**Problem 1**
Answer these questions using the reed warbler article:
(a) In which journal was the study published?
(b) Which birds did the researchers test with the magnetic coil system?
(c) What earlier method did the researchers fail with a few years ago?
**Problem 2**
Decide whether each statement agrees with the reed warbler article. Answer yes or no for each and quote the words from the article that settle it.
(a) The coil system also blocked the birds' use of the sun and stars.
(b) The study appeared in Current Biology.
(c) The researchers' earlier attempt to throw birds off course succeeded.
**Problem 3**
Pick up the reed warbler article after its final sentence and keep writing.

**Supplied passage**
-- Opening Marker --

A magnetic coil will send reed warblers on a wild goose chase. 

by Peter Rugg
Getty

After years spent trying to confuse birds’ navigation, a group of researchers has finally hacked their internal GPS with a special magnetic coil. Birds may not agree at first, but this is good news for them.

The study published in this month’s Current Biology details how researchers pranked a pack of Eurasian reed warblers by building a special magnetic coil system. The system could manipulate the area’s magnetic field while leaving the rest of the bird’s navigational cues (sun, stars, landmarks, smells) unobscured. This is long-earned satisfaction for the researchers, who failed to throw birds off course by capturing them and pointing them in the wrong direction a few years ago.

-- Closing Marker --

**Data shown**
-- Opening Marker --

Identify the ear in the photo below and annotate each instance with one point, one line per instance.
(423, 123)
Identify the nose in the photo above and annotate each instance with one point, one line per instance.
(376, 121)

-- Closing Marker --

**Answer section 1**
(a) Current Biology
(b) Eurasian reed warblers
(c) Capturing the birds and pointing them in the wrong direction

**Answer section 2**
(a) No: "leaving the rest of the bird’s navigational cues (sun, stars, landmarks, smells) unobscured"
(b) Yes: "The study published in this month’s Current Biology"
(c) No: "who failed to throw birds off course by capturing them and pointing them in the wrong direction a few years ago"

**Answer section 3**
“The most amazing part of our finding is that the same birds sitting on the same dune of Courish Spit on the Baltic coast shifted their orientation from their normal migratory direction — northeast — to the northwest after we slightly turned current control knobs on our power supplies,” Queen’s University Belfast researcher Dmitry Kishkinev told Phys. “All the other sensory cues remained the same for the birds.”

The coils have potential to be used for more than playing avian practical jokes. The New York Times reports that 13.7 million birds die in the United States every single day, laid low by pesticides and high tension power lines and wind farm turbines and predators and basically anything that can kill a bird. Maybe someday we could use this breakthrough to give them a nudge in a friendlier direction.